> [EXERCISE REQUIREMENTS]
Extract every line from the items below that contains the string "canine". Treat uppercase and lowercase letters as different.

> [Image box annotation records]
>>
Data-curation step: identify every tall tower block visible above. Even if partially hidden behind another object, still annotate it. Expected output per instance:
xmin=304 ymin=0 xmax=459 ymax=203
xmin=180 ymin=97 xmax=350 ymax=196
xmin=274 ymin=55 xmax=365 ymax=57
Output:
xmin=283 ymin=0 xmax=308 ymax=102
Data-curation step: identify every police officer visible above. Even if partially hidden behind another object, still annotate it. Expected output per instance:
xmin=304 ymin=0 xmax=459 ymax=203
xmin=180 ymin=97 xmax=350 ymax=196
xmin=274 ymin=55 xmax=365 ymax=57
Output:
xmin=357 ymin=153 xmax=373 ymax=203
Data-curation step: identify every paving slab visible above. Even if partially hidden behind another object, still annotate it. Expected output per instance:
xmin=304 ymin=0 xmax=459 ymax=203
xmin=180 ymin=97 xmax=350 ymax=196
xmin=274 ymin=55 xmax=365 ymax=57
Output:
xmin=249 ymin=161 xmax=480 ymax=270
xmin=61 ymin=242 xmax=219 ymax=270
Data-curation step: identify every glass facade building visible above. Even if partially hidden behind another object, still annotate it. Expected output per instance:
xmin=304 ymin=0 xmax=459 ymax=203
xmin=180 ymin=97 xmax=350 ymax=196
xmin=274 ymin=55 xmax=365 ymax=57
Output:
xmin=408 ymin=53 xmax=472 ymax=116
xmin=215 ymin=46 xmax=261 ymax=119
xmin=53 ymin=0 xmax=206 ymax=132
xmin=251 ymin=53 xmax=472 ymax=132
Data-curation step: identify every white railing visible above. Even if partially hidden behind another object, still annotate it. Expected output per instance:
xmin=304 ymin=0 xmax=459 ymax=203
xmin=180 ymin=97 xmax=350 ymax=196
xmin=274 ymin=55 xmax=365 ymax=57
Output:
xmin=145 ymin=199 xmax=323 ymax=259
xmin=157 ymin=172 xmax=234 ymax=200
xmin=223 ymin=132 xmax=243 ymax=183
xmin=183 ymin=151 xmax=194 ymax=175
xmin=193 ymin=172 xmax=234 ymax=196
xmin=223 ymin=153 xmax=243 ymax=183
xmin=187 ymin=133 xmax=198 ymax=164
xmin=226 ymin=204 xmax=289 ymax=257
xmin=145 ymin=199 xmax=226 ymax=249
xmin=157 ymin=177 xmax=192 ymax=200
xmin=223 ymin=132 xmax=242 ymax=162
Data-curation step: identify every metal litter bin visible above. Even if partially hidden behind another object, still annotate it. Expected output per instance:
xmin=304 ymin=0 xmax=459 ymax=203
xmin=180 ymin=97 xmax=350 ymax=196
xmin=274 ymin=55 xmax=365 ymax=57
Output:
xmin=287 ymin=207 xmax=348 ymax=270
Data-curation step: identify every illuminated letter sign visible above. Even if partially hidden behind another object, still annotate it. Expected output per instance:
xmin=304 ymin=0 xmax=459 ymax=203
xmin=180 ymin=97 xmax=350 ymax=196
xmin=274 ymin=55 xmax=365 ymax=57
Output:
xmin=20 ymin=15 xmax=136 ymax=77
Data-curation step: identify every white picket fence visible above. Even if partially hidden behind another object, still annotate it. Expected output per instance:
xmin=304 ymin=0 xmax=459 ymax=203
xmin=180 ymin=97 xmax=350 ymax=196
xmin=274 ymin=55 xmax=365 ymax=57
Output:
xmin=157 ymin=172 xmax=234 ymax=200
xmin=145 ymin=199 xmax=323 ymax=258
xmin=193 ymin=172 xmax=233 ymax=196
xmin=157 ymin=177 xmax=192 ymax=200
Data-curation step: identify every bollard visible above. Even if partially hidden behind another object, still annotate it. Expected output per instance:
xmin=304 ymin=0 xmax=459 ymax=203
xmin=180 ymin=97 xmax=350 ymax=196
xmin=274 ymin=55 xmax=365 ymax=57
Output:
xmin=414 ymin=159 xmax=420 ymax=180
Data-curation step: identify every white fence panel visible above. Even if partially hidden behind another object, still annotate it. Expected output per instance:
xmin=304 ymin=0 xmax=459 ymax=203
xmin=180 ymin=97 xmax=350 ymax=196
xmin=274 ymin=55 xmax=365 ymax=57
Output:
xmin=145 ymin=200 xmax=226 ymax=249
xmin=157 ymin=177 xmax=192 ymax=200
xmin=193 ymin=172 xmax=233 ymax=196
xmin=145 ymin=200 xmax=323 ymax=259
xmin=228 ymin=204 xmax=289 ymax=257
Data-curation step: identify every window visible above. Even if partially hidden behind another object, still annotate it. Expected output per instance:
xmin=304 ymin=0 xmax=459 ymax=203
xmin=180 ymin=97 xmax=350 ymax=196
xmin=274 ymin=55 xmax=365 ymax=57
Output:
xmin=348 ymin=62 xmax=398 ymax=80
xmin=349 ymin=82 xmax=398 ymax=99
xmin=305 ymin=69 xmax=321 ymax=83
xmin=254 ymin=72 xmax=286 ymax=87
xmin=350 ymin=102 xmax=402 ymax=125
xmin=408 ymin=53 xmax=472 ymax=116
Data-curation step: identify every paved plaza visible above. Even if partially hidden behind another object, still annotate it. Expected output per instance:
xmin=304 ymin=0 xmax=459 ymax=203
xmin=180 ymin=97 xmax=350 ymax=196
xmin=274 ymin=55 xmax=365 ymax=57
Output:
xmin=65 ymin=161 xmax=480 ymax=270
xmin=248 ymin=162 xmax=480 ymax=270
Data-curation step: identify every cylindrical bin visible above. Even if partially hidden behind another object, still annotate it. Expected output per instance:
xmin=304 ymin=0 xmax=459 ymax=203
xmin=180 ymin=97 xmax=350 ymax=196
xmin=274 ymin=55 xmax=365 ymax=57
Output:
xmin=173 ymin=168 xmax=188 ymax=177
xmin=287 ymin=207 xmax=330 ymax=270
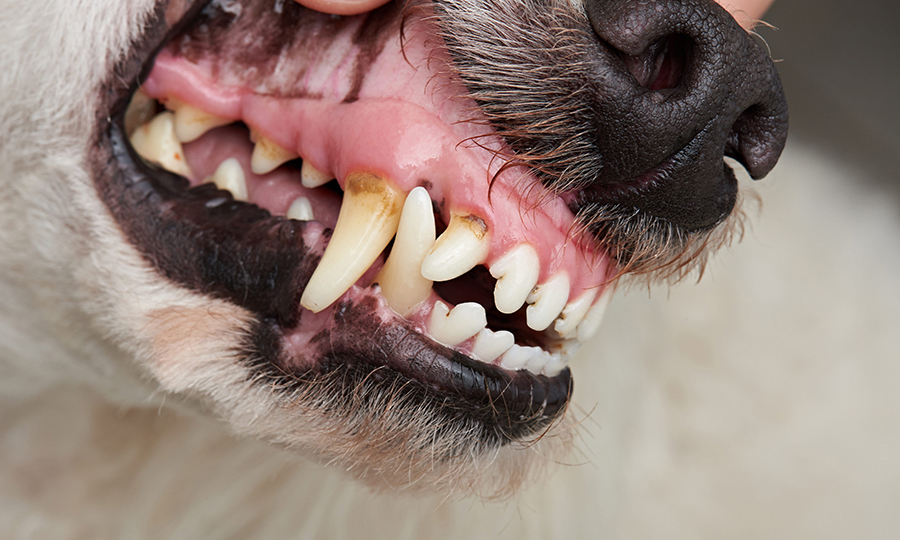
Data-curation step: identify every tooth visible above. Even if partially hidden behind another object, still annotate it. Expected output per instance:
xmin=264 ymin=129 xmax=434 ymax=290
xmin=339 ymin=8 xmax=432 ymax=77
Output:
xmin=211 ymin=158 xmax=248 ymax=201
xmin=422 ymin=214 xmax=490 ymax=281
xmin=578 ymin=287 xmax=615 ymax=343
xmin=472 ymin=328 xmax=516 ymax=362
xmin=131 ymin=112 xmax=193 ymax=177
xmin=125 ymin=88 xmax=156 ymax=137
xmin=285 ymin=197 xmax=315 ymax=221
xmin=377 ymin=186 xmax=436 ymax=317
xmin=300 ymin=159 xmax=332 ymax=189
xmin=300 ymin=173 xmax=404 ymax=313
xmin=500 ymin=345 xmax=541 ymax=369
xmin=174 ymin=103 xmax=232 ymax=143
xmin=428 ymin=301 xmax=487 ymax=347
xmin=490 ymin=244 xmax=541 ymax=313
xmin=250 ymin=137 xmax=300 ymax=174
xmin=525 ymin=272 xmax=569 ymax=330
xmin=553 ymin=290 xmax=597 ymax=338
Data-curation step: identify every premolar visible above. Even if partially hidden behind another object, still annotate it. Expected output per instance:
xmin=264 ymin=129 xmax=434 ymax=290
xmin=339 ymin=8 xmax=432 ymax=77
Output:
xmin=300 ymin=173 xmax=404 ymax=313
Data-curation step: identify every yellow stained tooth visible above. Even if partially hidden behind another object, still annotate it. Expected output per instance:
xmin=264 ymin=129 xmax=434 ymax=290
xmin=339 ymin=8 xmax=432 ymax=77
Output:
xmin=250 ymin=137 xmax=300 ymax=174
xmin=422 ymin=214 xmax=490 ymax=281
xmin=300 ymin=173 xmax=405 ymax=313
xmin=131 ymin=112 xmax=193 ymax=177
xmin=300 ymin=159 xmax=332 ymax=189
xmin=377 ymin=187 xmax=435 ymax=317
xmin=172 ymin=103 xmax=232 ymax=143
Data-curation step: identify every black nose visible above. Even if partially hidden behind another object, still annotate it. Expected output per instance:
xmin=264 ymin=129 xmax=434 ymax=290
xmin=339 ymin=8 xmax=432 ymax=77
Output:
xmin=579 ymin=0 xmax=788 ymax=231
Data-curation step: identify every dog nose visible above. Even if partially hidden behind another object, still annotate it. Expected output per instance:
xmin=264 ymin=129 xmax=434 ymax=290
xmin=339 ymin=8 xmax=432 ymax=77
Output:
xmin=578 ymin=0 xmax=788 ymax=231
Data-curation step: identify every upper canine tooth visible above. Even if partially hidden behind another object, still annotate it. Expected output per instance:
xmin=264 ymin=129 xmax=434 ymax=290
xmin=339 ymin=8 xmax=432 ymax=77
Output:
xmin=377 ymin=186 xmax=435 ymax=317
xmin=490 ymin=244 xmax=541 ymax=313
xmin=472 ymin=328 xmax=516 ymax=362
xmin=428 ymin=301 xmax=487 ymax=347
xmin=212 ymin=158 xmax=248 ymax=201
xmin=525 ymin=272 xmax=569 ymax=330
xmin=250 ymin=137 xmax=300 ymax=174
xmin=578 ymin=287 xmax=615 ymax=343
xmin=131 ymin=112 xmax=193 ymax=177
xmin=285 ymin=197 xmax=315 ymax=221
xmin=300 ymin=173 xmax=404 ymax=313
xmin=175 ymin=103 xmax=232 ymax=143
xmin=553 ymin=290 xmax=597 ymax=338
xmin=300 ymin=159 xmax=332 ymax=189
xmin=422 ymin=214 xmax=490 ymax=281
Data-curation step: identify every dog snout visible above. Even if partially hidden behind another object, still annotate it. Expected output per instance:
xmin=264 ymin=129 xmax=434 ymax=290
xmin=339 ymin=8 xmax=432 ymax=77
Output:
xmin=581 ymin=0 xmax=788 ymax=231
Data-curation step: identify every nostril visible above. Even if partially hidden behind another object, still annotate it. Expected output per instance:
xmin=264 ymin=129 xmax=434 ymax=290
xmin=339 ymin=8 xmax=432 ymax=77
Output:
xmin=619 ymin=34 xmax=693 ymax=90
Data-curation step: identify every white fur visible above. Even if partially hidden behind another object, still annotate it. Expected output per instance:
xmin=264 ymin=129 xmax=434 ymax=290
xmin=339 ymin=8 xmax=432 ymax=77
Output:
xmin=0 ymin=0 xmax=900 ymax=539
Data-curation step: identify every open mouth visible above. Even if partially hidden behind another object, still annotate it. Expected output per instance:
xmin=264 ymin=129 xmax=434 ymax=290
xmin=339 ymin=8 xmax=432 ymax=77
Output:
xmin=92 ymin=0 xmax=786 ymax=455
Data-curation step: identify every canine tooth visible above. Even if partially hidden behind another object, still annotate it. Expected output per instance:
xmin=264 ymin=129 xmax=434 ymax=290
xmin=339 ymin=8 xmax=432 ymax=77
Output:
xmin=422 ymin=214 xmax=490 ymax=281
xmin=377 ymin=187 xmax=435 ymax=317
xmin=250 ymin=137 xmax=300 ymax=174
xmin=211 ymin=158 xmax=249 ymax=201
xmin=578 ymin=287 xmax=614 ymax=343
xmin=300 ymin=159 xmax=332 ymax=189
xmin=428 ymin=301 xmax=487 ymax=347
xmin=472 ymin=328 xmax=516 ymax=362
xmin=500 ymin=345 xmax=541 ymax=369
xmin=125 ymin=88 xmax=156 ymax=137
xmin=131 ymin=112 xmax=192 ymax=176
xmin=285 ymin=197 xmax=315 ymax=221
xmin=175 ymin=103 xmax=232 ymax=143
xmin=553 ymin=290 xmax=597 ymax=338
xmin=525 ymin=272 xmax=569 ymax=330
xmin=300 ymin=173 xmax=404 ymax=313
xmin=490 ymin=244 xmax=541 ymax=313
<<
> [EXPECTED ANSWER]
Data-curation step: identify every upper canine tooth visible above. Even if partially hidden behind another object, still annotate it. Expected output per instance:
Data-curation step: identify every canine tooth visible above. Even if partially hidden behind another object, still annotate it. Expected output per instance:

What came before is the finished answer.